Data listing
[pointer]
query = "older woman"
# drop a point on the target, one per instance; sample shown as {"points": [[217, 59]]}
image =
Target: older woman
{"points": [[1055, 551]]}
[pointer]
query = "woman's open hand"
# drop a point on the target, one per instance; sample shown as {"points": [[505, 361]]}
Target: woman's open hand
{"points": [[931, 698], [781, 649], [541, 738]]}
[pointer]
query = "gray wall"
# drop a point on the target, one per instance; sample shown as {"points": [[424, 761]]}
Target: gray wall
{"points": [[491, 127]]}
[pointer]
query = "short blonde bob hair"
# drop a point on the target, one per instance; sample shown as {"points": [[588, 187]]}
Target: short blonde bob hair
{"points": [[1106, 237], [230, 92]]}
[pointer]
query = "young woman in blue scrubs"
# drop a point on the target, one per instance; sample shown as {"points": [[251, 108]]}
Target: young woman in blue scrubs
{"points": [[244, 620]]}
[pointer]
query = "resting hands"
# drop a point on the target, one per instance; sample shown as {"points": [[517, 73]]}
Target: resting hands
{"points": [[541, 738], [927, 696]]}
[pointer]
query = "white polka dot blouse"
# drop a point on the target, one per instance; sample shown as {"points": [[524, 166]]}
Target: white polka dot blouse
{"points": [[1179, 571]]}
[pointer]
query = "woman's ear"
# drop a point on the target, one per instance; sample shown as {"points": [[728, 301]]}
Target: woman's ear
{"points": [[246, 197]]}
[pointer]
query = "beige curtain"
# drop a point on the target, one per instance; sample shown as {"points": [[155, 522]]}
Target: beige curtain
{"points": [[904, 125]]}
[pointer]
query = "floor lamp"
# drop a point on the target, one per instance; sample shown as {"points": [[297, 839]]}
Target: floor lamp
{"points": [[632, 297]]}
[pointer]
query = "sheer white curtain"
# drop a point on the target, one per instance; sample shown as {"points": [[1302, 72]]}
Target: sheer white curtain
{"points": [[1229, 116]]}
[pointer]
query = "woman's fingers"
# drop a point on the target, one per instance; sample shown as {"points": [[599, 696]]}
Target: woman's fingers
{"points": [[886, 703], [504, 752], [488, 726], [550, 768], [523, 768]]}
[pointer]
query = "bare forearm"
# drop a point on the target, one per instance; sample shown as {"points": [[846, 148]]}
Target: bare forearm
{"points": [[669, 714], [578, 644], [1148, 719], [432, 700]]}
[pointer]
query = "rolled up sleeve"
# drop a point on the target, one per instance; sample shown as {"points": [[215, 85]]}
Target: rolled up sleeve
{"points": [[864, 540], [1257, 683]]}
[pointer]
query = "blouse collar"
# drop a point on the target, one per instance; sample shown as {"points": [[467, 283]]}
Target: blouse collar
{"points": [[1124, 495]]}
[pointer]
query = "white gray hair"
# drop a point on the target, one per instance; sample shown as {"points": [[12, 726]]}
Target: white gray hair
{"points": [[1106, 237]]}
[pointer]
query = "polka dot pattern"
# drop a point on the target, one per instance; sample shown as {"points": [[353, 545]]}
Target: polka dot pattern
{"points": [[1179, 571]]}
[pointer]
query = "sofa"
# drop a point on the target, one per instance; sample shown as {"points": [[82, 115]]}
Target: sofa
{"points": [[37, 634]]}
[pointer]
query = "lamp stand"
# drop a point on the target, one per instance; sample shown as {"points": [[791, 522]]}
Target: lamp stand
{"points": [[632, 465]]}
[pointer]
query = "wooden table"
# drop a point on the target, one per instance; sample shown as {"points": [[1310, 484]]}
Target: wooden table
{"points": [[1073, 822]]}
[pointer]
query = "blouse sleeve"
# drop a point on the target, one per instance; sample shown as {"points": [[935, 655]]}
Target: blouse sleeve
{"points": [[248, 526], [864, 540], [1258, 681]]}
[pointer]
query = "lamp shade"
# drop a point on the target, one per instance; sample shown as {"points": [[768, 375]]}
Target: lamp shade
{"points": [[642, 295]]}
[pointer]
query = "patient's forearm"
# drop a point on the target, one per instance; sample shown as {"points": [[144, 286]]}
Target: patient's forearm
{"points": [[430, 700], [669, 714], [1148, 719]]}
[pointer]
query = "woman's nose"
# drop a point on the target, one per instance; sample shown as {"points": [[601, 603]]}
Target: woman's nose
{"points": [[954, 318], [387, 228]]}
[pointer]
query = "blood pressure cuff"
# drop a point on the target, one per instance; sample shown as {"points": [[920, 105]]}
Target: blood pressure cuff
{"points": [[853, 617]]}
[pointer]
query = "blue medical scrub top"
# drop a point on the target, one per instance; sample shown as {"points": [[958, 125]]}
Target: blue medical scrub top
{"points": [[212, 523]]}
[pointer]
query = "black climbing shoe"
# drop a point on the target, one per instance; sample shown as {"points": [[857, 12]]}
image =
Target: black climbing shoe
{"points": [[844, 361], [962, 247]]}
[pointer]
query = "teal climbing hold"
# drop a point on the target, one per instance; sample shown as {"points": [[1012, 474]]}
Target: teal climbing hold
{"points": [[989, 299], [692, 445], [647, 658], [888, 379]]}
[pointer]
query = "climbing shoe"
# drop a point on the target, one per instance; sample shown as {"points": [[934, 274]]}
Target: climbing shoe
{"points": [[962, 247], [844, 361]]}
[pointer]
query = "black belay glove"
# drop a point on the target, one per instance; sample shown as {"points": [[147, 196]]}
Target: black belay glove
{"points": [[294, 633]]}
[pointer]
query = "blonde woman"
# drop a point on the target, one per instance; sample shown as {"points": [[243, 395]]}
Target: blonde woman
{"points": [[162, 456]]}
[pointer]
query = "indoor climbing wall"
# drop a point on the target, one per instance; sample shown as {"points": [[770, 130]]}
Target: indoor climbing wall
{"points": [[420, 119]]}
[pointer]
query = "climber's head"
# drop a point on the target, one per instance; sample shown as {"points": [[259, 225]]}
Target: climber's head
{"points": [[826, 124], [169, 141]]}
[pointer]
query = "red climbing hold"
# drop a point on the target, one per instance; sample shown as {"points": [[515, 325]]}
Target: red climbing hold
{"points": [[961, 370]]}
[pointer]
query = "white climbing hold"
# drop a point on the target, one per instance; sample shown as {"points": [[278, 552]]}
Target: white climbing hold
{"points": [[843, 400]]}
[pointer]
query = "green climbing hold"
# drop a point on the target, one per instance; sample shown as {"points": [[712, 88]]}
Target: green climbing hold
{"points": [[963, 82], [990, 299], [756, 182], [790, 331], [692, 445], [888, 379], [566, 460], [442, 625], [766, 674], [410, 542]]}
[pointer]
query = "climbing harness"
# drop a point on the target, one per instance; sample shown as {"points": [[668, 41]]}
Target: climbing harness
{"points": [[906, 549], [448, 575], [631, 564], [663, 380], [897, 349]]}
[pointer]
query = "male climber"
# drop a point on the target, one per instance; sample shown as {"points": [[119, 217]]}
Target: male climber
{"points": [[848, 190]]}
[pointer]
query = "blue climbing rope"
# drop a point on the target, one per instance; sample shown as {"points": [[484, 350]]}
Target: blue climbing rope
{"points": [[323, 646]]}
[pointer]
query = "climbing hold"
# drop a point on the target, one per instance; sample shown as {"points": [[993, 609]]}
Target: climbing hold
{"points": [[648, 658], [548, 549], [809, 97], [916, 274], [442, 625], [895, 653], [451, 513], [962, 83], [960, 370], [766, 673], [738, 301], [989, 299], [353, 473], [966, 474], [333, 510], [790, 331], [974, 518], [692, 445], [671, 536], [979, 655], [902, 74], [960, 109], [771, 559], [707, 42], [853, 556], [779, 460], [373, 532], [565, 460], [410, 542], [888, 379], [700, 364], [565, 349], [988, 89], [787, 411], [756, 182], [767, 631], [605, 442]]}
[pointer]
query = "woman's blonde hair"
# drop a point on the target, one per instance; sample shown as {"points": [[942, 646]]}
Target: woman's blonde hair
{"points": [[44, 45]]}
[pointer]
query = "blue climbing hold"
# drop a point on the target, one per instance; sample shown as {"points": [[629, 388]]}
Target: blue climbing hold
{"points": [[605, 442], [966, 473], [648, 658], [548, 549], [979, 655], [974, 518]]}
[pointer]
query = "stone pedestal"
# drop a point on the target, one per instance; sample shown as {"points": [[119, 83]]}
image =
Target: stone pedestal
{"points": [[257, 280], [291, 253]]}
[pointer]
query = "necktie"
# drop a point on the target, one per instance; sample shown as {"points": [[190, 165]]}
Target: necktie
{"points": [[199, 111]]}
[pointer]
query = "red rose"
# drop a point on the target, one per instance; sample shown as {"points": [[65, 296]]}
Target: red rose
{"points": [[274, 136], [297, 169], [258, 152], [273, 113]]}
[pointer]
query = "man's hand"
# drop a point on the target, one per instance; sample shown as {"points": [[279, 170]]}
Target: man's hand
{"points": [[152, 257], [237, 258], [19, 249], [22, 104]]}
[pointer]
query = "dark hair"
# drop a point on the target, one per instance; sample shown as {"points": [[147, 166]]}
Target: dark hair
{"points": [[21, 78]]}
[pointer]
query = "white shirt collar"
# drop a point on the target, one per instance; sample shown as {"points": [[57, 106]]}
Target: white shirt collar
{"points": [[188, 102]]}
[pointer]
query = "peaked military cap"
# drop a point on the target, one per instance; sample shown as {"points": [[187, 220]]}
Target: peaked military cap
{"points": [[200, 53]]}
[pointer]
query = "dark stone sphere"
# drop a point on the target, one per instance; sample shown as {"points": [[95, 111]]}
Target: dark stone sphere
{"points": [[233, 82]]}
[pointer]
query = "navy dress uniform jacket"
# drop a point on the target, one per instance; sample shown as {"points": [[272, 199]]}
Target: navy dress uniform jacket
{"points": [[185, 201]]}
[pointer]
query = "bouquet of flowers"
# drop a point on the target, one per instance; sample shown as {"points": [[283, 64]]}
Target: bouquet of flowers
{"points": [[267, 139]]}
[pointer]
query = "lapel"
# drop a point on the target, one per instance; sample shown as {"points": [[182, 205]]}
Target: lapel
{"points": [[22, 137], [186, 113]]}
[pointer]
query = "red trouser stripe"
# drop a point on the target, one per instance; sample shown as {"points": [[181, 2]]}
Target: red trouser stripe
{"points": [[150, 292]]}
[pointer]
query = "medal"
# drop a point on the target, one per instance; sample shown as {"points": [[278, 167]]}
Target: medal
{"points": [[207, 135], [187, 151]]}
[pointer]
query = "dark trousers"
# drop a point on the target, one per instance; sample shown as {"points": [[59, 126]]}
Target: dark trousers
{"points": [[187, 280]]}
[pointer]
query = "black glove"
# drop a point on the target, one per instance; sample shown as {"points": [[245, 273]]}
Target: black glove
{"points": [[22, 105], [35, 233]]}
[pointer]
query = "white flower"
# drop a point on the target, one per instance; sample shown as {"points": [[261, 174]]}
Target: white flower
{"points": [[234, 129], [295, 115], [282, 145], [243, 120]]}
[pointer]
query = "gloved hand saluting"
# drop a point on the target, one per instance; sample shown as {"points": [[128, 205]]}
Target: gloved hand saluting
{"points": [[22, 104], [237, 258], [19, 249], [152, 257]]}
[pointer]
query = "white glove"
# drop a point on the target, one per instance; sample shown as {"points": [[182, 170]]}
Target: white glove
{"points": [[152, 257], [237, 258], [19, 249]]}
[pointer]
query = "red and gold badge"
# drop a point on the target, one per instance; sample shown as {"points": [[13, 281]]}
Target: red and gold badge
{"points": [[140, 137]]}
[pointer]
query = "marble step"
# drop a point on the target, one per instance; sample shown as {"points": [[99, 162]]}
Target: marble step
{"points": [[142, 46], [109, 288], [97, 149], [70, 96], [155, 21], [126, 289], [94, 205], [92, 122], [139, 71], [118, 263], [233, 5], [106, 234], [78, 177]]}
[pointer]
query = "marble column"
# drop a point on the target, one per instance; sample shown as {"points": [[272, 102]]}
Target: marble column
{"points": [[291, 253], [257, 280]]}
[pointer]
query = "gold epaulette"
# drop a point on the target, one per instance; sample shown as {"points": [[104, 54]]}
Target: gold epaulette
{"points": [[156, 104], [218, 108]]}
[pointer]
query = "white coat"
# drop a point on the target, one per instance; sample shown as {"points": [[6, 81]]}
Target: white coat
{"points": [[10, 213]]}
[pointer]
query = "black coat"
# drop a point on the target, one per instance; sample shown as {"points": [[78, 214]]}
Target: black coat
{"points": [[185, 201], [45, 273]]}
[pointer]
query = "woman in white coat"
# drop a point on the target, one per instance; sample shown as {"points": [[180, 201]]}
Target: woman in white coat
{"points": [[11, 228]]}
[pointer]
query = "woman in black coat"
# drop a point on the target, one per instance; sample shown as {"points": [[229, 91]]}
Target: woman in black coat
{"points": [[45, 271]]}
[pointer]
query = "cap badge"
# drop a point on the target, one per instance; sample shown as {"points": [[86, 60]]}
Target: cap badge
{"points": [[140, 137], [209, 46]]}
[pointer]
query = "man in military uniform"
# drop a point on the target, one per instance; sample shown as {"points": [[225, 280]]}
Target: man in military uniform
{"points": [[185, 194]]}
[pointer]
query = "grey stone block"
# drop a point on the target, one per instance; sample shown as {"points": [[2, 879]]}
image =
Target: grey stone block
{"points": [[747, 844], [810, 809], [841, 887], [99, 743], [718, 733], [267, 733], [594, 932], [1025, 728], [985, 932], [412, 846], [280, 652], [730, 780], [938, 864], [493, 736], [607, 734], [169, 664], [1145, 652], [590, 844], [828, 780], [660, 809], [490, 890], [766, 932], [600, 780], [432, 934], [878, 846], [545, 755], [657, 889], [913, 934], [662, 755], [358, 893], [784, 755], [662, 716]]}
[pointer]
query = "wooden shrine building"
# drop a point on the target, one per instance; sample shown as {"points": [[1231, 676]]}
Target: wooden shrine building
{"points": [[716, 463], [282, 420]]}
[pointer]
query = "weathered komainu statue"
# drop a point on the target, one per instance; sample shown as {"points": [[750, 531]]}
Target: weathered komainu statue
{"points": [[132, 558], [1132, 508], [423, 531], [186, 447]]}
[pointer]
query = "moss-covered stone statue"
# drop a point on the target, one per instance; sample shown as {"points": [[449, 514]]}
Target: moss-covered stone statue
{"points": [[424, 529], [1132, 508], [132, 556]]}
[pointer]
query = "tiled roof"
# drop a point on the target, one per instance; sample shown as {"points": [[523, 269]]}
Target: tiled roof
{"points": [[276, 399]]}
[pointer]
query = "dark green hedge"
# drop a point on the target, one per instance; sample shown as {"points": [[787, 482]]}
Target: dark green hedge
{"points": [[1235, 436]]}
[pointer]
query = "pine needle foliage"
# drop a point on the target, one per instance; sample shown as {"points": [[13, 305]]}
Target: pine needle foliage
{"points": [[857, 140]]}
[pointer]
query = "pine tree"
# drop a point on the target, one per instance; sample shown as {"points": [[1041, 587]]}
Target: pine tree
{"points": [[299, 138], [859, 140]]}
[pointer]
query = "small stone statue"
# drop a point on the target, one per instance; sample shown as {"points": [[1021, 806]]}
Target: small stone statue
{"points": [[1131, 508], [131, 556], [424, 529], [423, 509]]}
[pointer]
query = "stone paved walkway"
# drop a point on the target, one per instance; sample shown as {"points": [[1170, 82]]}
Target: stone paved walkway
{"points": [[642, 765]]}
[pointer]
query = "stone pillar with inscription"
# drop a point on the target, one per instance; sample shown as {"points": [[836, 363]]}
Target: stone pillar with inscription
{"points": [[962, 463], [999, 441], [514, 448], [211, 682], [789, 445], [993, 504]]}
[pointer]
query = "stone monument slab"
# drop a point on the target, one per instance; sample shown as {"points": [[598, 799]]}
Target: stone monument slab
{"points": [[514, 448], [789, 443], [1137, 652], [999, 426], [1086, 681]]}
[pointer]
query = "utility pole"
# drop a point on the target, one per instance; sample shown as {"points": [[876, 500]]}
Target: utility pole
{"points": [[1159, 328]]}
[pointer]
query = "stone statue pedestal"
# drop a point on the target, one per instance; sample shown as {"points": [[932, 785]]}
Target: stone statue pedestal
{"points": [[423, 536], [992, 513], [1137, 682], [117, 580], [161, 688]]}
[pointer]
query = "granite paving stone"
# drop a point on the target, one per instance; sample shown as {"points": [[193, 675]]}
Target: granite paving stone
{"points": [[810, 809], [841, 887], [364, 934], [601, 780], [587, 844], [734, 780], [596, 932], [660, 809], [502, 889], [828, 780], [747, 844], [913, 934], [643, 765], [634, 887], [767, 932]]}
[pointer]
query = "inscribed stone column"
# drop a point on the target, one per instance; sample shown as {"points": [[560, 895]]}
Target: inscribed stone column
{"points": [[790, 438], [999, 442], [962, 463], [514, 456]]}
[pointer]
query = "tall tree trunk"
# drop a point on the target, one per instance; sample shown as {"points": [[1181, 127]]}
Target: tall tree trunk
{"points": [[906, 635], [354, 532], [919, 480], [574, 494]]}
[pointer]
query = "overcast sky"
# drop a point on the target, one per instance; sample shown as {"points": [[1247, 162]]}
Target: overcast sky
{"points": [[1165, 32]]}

Task directions
How many lines in the data listing above contain the word "badge", with capitalization matching? Reply with the number alone.

Output of the exercise
4